■ What needs to be done
Echo each of the records below word for word, keeping every line unchanged and in its original order.

━━━

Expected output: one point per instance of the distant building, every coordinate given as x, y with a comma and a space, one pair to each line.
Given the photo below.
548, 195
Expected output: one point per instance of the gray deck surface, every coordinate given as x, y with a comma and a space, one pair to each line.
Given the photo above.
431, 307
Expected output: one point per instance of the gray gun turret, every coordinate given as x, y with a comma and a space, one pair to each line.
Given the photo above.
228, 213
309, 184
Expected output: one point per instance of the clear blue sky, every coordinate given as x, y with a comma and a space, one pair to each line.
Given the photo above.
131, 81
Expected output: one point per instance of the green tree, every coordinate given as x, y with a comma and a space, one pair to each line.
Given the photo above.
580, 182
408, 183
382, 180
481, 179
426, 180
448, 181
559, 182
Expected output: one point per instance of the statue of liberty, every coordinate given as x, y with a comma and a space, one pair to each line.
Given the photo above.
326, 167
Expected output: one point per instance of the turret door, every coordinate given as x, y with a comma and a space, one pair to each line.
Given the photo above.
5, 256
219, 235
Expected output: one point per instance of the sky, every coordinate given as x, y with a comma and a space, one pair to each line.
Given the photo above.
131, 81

━━━

■ Complete output
Expected output: one point per instance of the distant building, every coordinate given as x, y with a comma and a space, one pair to each line.
Given the photo below.
548, 195
Expected output: one point per instance of the gray deck surface, every coordinate given as x, y with a comma and a space, one pair to each line.
Given the photo above.
431, 307
Expected output: one point per instance of the gray gun turret, every coordinate given as x, y with a comma and a space, one pair to each line.
Given the photo above.
228, 213
309, 184
Expected output: one point per instance of the clear blue sky, every coordinate given as x, y with a comma and a space, one pair to each line.
Given the photo above.
131, 81
Expected output: one point per instance of the green tree, every coordinate given as x, y with a comma and a space, one pair to each line.
Given the photo above.
580, 182
408, 183
382, 180
481, 179
426, 180
448, 181
559, 182
Expected output: one point per instance of the statue of liberty, every coordinate given as x, y with a comma and a space, one pair to each line.
Given the photo above.
326, 167
Expected output: one point per instance of the turret door, every coordinate given as x, y with a comma and a space, one pair to each line.
Given the photo above.
5, 256
219, 235
Expected output: one point per instance of the sky, every coordinate given as x, y with a comma and a space, one pair to each line.
Given the photo above.
131, 81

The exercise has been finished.